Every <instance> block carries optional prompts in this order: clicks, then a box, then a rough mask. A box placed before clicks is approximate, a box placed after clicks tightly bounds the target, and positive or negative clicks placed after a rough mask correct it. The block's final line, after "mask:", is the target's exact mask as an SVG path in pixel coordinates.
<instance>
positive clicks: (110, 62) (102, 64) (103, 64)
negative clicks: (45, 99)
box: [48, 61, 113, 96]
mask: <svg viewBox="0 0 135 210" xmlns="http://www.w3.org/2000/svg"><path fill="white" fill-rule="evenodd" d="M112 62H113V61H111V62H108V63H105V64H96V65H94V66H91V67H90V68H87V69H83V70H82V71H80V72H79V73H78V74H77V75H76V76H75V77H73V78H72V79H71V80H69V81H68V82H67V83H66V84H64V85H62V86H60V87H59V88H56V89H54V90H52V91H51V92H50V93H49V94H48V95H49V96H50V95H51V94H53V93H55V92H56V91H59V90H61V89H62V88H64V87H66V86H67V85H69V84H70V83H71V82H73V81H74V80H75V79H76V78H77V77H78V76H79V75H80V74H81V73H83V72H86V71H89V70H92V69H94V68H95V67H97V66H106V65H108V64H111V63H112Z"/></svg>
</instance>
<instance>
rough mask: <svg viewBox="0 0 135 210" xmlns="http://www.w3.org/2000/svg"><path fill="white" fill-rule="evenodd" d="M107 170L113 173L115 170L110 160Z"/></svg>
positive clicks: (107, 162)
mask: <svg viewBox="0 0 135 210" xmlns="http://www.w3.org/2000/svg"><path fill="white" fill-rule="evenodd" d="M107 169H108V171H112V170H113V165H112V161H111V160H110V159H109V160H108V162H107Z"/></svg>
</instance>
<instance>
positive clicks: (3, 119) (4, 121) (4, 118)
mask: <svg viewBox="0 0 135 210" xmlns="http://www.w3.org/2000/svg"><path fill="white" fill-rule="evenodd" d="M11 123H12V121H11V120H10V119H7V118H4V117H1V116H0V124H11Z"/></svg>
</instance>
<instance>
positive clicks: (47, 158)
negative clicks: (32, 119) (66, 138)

----

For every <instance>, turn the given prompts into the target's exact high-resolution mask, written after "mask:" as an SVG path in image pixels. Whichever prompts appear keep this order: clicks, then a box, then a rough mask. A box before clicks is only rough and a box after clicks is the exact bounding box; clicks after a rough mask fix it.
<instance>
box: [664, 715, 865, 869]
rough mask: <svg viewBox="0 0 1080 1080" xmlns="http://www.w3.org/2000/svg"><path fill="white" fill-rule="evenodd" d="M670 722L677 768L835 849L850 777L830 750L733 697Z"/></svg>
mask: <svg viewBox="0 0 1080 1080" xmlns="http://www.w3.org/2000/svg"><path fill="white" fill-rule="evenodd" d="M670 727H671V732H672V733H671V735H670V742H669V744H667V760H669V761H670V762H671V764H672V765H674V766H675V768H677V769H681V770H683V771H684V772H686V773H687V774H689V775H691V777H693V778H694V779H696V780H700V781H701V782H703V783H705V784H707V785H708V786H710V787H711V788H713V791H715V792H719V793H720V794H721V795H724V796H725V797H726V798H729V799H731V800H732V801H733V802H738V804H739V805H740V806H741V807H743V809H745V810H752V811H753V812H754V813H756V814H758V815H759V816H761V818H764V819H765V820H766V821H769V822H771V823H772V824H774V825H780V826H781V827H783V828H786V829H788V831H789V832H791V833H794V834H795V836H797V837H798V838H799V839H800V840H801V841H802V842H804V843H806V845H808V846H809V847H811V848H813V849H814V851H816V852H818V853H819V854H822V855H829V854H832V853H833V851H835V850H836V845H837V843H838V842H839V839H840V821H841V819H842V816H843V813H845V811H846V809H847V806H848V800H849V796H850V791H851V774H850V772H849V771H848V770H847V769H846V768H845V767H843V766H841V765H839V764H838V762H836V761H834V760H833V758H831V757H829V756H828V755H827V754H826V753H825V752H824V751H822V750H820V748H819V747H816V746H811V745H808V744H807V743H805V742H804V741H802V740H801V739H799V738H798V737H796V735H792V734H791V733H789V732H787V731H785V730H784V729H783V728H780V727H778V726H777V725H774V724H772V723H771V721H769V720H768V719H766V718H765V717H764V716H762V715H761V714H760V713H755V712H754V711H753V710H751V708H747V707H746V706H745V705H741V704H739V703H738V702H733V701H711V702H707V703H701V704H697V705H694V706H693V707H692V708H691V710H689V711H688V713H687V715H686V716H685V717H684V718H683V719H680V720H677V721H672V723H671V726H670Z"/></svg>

----

### Instructions for the task
Copy word for word the stretch of entries above from the line that has "Every <instance> block" through the line that has "negative clicks: (45, 99)", both ends included, and nothing outside it.

### Solution to this problem
Every <instance> block carries optional prompts in this order: clicks, then a box, then a rough mask. A box placed before clicks is approximate, a box placed after clicks tightly bounds the target, and positive or negative clicks placed after a rough mask correct it. The block's final line, after "mask:", is the target's exact mask as an SVG path in pixel coordinates.
<instance>
positive clicks: (110, 62) (102, 64) (103, 64)
negative clicks: (45, 99)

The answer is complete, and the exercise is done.